§ **EXERCISE DETAILS**:
Copy every line of the data exactly, leaving nothing out.

§ **EXCERPTED DATA**:

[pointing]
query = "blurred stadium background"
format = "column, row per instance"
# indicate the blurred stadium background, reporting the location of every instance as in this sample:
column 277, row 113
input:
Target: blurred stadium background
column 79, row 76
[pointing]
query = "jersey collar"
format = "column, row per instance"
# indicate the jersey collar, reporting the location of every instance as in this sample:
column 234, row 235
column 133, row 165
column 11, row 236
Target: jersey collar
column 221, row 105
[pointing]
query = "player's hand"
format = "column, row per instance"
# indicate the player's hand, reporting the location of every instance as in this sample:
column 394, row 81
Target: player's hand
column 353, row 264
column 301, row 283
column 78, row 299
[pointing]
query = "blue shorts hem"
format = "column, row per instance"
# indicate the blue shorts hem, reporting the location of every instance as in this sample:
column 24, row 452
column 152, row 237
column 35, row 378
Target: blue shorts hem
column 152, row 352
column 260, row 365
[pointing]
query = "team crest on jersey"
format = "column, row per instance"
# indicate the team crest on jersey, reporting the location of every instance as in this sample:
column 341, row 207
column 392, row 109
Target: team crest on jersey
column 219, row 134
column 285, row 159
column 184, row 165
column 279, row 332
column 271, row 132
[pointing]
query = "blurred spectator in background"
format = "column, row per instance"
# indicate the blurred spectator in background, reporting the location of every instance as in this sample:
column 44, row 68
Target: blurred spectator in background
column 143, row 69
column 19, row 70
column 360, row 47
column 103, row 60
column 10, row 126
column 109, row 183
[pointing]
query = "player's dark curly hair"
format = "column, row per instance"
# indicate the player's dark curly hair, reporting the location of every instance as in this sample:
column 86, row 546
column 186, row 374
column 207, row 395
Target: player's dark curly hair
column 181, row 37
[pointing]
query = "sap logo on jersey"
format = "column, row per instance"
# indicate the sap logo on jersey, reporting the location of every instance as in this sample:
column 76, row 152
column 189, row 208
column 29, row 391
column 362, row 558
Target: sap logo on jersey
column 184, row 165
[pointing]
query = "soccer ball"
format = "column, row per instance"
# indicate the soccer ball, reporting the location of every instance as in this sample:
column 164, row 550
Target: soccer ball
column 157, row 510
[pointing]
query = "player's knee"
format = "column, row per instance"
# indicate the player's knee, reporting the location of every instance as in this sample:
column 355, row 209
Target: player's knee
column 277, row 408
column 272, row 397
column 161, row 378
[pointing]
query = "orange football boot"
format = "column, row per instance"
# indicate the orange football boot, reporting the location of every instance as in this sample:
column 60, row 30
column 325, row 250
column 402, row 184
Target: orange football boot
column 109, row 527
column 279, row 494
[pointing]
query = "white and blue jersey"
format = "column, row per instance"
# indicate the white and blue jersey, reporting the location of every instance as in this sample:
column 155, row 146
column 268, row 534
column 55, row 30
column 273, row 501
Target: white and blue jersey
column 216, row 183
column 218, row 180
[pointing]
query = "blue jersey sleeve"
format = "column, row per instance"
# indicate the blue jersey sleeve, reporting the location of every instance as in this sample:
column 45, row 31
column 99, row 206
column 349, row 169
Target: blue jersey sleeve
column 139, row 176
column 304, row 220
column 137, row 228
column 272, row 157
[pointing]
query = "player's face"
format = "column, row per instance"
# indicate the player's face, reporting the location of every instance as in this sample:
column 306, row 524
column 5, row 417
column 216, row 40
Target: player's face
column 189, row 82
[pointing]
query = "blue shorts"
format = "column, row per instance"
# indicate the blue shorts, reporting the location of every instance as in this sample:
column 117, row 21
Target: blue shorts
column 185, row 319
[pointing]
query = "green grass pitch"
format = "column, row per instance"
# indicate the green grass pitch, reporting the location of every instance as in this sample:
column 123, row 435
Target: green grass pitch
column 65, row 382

§ **CORRECT OUTPUT**:
[pointing]
query = "blurred stadium background"
format = "column, row per instance"
# indicate the blurred stadium background, reporting the location of every instance as in this sample:
column 277, row 113
input:
Target: blurred stadium background
column 79, row 76
[pointing]
query = "jersey collar"
format = "column, row per instance"
# indicate the jersey collar, reporting the location of every instance as in this sample:
column 234, row 235
column 133, row 165
column 11, row 236
Target: jersey collar
column 221, row 105
[pointing]
query = "player's hand"
format = "column, row per instance"
# indicate the player's hand, reporting the location of every instance as in this sample:
column 394, row 81
Target: player's hand
column 353, row 264
column 301, row 283
column 78, row 299
[pointing]
query = "blue shorts hem"
format = "column, row per instance"
# indicate the blue shorts hem, reporting the location of every instance as in this sample:
column 24, row 452
column 152, row 237
column 35, row 378
Target: blue shorts hem
column 152, row 352
column 260, row 365
[pointing]
query = "team crest on jersey"
format = "column, row per instance"
# indicate the team crest on jersey, reporting the location of every instance as in this sample:
column 341, row 207
column 392, row 109
Target: team crest on jersey
column 219, row 134
column 285, row 159
column 184, row 165
column 279, row 332
column 271, row 132
[pointing]
query = "blurred spectator in background"
format = "column, row per instance"
# indicate the blurred spectator in background, reporting the location of every instance as in this sample:
column 44, row 68
Target: blurred spectator in background
column 143, row 69
column 19, row 70
column 360, row 47
column 103, row 60
column 10, row 126
column 109, row 183
[pointing]
query = "player's dark curly hair"
format = "column, row per instance"
# indicate the player's dark curly hair, reporting the location of every instance as in this sample:
column 86, row 546
column 186, row 374
column 207, row 395
Target: player's dark curly hair
column 181, row 37
[pointing]
query = "sap logo on jersey"
format = "column, row per instance"
# indicate the sap logo on jersey, reporting the location of every instance as in this sample:
column 76, row 152
column 189, row 208
column 29, row 391
column 362, row 558
Target: sap logo on jersey
column 184, row 165
[pointing]
query = "soccer ball"
format = "column, row per instance"
# indicate the soccer ball, reporting the location of every instance as in this sample:
column 164, row 550
Target: soccer ball
column 157, row 510
[pointing]
query = "player's knee"
format = "column, row per instance"
# indicate the player's knee, reporting the location of every instance as in this sample:
column 355, row 209
Target: player's knee
column 277, row 408
column 272, row 397
column 161, row 378
[pointing]
query = "orange football boot"
format = "column, row per instance"
# indicate the orange football boot, reporting the location of every instance as in this sample:
column 60, row 30
column 325, row 250
column 402, row 184
Target: orange football boot
column 109, row 527
column 279, row 494
[pointing]
query = "white and blue jersey"
format = "column, row per instance"
# indicate the white and blue jersey, reporting the location of every instance as in this sample:
column 155, row 146
column 268, row 534
column 55, row 30
column 273, row 501
Target: white and blue jersey
column 216, row 183
column 218, row 180
[pointing]
query = "blue jersey sleeve"
format = "column, row per instance"
# indicate the blue jersey sleeve, reporting the location of every instance as in this sample:
column 45, row 31
column 99, row 206
column 349, row 169
Target: blue jersey sleeve
column 139, row 176
column 304, row 220
column 137, row 228
column 272, row 157
[pointing]
query = "player's face"
format = "column, row per instance"
# indicate the player's face, reporting the location of every instance as in this sample:
column 306, row 524
column 5, row 417
column 216, row 40
Target: player's face
column 189, row 82
[pointing]
query = "blue shorts"
format = "column, row per instance"
# indicate the blue shorts, reporting the location of every instance as in this sample:
column 117, row 21
Target: blue shorts
column 185, row 319
[pointing]
query = "green grass pitch"
format = "column, row per instance"
# indicate the green grass pitch, reporting the location of every instance as in this sample:
column 123, row 435
Target: green grass pitch
column 65, row 382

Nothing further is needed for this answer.